[Begin Data shown]

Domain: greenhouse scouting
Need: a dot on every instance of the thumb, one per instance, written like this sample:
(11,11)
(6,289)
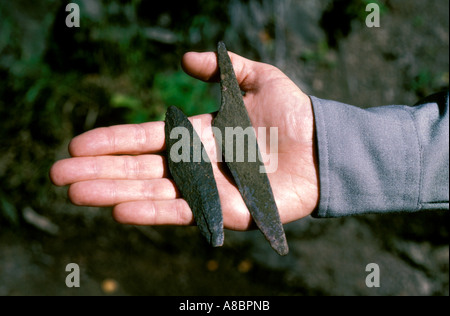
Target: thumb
(204,66)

[End Data shown]

▶ Set problem: Reproduce every line of the items above verbatim, leaving out the pictures.

▶ Response for this exercise:
Domain: greenhouse scouting
Need: a dot on every instance of the thumb, one per instance, written like this sample:
(11,11)
(6,289)
Target: thumb
(204,66)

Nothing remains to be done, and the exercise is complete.